Start of STUDY MATERIAL

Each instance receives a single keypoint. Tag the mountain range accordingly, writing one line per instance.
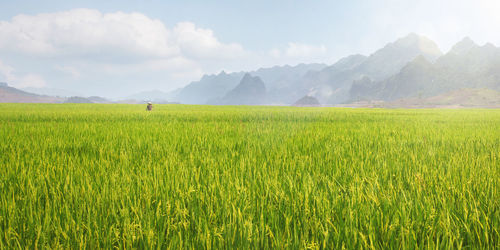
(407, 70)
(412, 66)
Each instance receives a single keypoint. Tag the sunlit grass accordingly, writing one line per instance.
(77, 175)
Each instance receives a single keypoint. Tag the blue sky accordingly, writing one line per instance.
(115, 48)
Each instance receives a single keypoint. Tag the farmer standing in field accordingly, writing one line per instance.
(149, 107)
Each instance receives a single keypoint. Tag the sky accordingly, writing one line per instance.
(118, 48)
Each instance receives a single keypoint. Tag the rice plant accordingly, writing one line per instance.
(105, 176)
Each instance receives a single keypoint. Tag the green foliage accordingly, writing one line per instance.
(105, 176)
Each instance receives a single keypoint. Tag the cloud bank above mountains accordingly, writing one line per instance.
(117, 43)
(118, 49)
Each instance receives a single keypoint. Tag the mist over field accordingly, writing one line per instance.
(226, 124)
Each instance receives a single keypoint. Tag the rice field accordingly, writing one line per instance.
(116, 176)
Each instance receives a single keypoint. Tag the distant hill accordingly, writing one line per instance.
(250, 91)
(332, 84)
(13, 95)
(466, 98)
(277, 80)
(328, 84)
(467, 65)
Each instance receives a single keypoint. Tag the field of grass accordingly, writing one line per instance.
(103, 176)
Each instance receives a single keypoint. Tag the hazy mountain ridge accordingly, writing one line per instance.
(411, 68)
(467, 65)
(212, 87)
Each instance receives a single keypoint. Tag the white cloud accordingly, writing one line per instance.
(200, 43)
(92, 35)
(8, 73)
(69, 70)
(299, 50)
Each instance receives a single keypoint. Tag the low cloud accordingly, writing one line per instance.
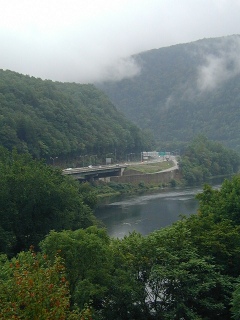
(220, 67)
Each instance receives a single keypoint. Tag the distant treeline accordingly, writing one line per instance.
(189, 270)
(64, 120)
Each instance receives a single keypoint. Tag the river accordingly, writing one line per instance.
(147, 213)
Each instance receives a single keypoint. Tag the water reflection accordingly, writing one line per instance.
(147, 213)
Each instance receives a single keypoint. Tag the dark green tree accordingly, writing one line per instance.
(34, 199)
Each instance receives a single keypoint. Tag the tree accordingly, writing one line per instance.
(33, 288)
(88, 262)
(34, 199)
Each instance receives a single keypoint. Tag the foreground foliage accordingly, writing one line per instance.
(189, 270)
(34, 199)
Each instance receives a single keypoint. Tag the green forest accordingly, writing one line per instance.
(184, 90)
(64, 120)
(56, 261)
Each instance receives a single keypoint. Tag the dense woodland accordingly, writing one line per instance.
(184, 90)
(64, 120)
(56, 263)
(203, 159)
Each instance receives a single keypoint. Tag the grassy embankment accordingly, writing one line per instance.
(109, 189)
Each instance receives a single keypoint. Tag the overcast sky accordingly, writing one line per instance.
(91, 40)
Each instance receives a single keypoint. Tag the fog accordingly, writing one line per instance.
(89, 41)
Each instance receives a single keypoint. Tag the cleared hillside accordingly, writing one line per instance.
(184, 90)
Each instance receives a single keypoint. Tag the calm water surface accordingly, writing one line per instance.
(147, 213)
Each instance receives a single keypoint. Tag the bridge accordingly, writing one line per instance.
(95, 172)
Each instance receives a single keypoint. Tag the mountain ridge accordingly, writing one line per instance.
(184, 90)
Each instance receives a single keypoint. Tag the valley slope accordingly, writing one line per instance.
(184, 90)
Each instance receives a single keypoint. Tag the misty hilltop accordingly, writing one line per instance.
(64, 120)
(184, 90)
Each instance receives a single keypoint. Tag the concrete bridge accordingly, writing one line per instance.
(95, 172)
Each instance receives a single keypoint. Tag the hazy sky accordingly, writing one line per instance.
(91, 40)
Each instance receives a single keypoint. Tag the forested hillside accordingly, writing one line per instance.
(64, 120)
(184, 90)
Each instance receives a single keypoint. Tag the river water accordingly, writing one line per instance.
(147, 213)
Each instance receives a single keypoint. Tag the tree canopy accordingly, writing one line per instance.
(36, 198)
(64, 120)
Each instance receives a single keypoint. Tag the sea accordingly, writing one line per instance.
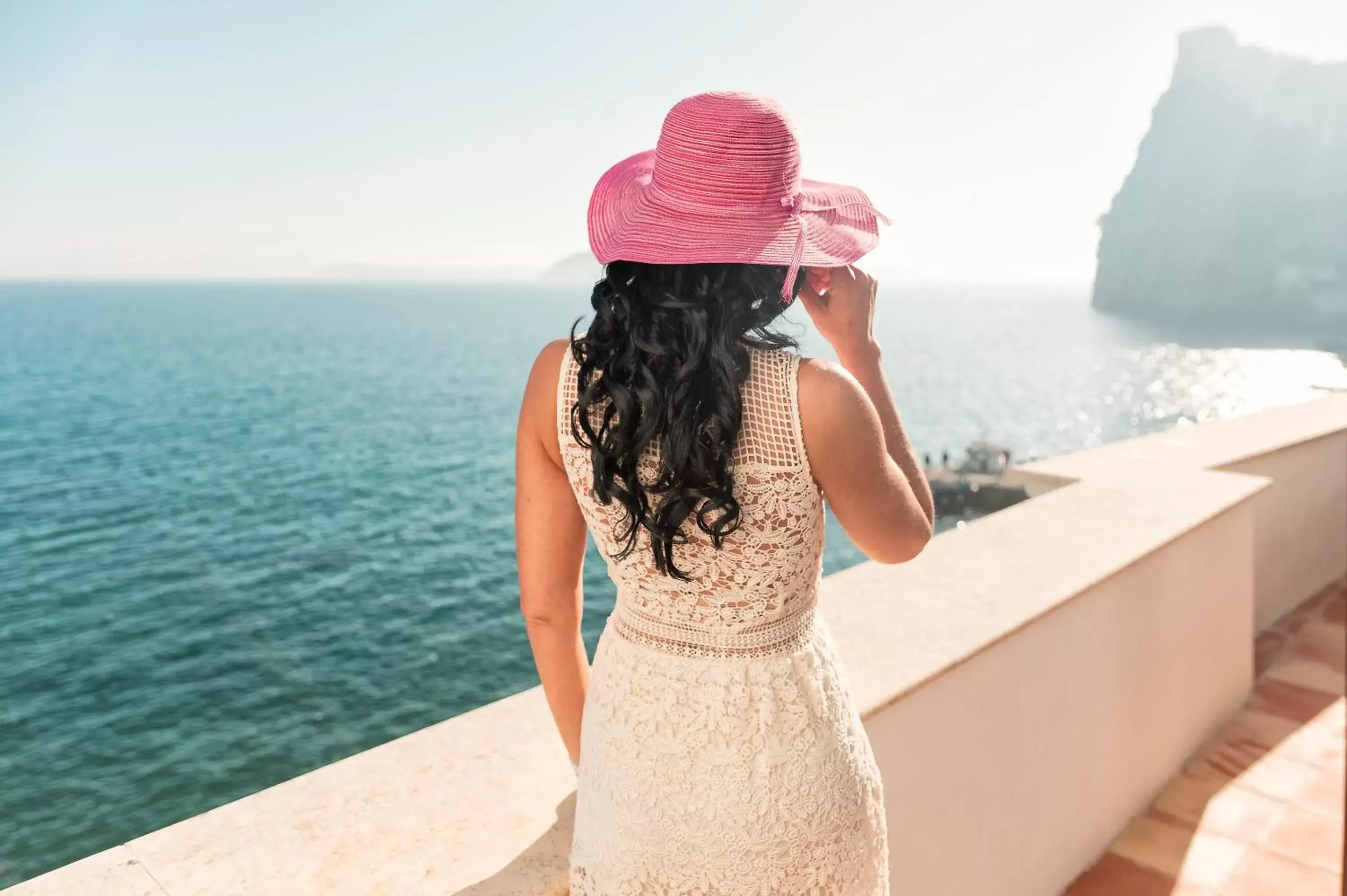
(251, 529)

End of STUDY MATERIAL

* **WORK ITEM**: Copy each line of the listing exactly, skipping any picture.

* **SOLUTION TO THIS PROBLEM**:
Each instance receives a single keypoint. Tag the mountain range accordingly, writing one line per instance.
(407, 70)
(412, 66)
Each instance receives a single keypoint. Tag the sunlit grass accordingly, writing one line per instance.
(77, 175)
Each instance receives a single keypoint. Tag the blue sky accordingly, writing one line per instance.
(115, 48)
Each instance receives a single keypoint. Tag the farmer standing in field accordingly, writing one line per instance.
(149, 107)
Each instance receives a single keypoint. Tag the sky accordingly, writing one line per instance.
(118, 48)
Each instance receives a single keypoint. Tag the rice plant accordingly, writing one line per instance.
(105, 176)
Each instance receives a single keypoint. Tag the green foliage accordingly, writing one line per instance.
(105, 176)
Each instance receives a single keypoint. Tag the cloud bank above mountains accordingly, writing one line per instance.
(117, 43)
(118, 49)
Each instance receives a single keypoint. Tag the mist over field accordingly, writing one line per instance.
(226, 124)
Each instance receives a single keypoint. Tag the rice field accordingly, writing one line per instance.
(116, 176)
Each instance receives a single keypoint. Tag the distant hill accordingly, writing one line per instance.
(250, 91)
(332, 84)
(13, 95)
(466, 98)
(277, 80)
(328, 84)
(467, 65)
Each instance receives a single keypoint. Tag the field of grass accordingly, writing one line per instance.
(103, 176)
Each instance receives a single keypoint. Tag the hazy mountain ridge accordingly, writing one line per instance.
(411, 68)
(467, 65)
(212, 87)
Each instance receives a single keypoint. Tag the white cloud accordingly, writing one line per instance.
(200, 43)
(92, 35)
(8, 73)
(69, 70)
(299, 50)
Each instance receives a single keypoint. Tag the low cloud accordingly, writing one line per instance.
(220, 67)
Each instance receives a single keypoint. Tag the distant treeline accordingly, writing one line per instance.
(189, 270)
(64, 120)
Each instance receives a single keypoint. Tag the river accordingly, writing one line per instance.
(147, 213)
Each instance receives a single keypoint. Tag the water reflection accordingly, writing one line per instance.
(147, 213)
Each instance receives a single keypoint. Tag the dark green tree accordingly, writing one line per instance.
(34, 199)
Each instance receives a single keypoint. Tag the tree accordingly, writing one line per instance.
(33, 288)
(88, 262)
(34, 199)
Each instance receives a single keypoint. Tag the foreground foliage accordingly, writing one line per instance.
(189, 270)
(34, 199)
Each instance receives a single keypoint. Tag the green forest accordingly, writing one line per instance.
(184, 90)
(64, 120)
(56, 261)
Each instance receives a single keypoint. Tag the dense woodland accordingly, writing one line per instance.
(184, 90)
(64, 120)
(56, 263)
(203, 159)
Each instance receives a single keypoint. Tag the grassy embankment accordingly, writing one line per instance.
(109, 189)
Each instance receives a single keypoint. Tag the overcast sky accordingly, writing one line per instance.
(91, 40)
Each instance receives a single keypoint. Tag the fog accordingly, writing one line per instance.
(89, 41)
Each instance receives a single keypoint. Tag the cleared hillside accordingly, writing one line per instance.
(184, 90)
Each instance receives a single keypoint. Tag the calm water surface accordingly, writing one line per instance.
(147, 213)
Each instance receives a single keypoint. Tag the bridge accordingly, writing one line per instance.
(95, 172)
Each instance receives a single keypoint. Tag the mountain ridge accordingly, writing one line per instance.
(184, 90)
Each instance receives a single keypoint. Tag the valley slope accordingly, writing one line per instance.
(184, 90)
Each instance receives a single keypoint. Tag the misty hilltop accordingly, writing one line per instance.
(64, 120)
(184, 90)
Each instance receives a single keypoint. Tag the concrete bridge accordingly, writing one line per instance.
(95, 172)
Each instance receives a single keypoint. Tag the hazy sky accordingly, writing one line per instance.
(91, 40)
Each instance receives a single keypoint. Tag the forested hillside accordingly, writing one line per instance.
(64, 120)
(184, 90)
Each instance receives a single keypoint. Tag the river water accordingly, writing one line per instance.
(147, 213)
Each instance receives a single keypoint. Tag the tree canopy accordingly, writing one line per instance.
(36, 198)
(64, 120)
Each instance receives a single keypoint. Tag the sea accordingly, writing one line per instance.
(251, 529)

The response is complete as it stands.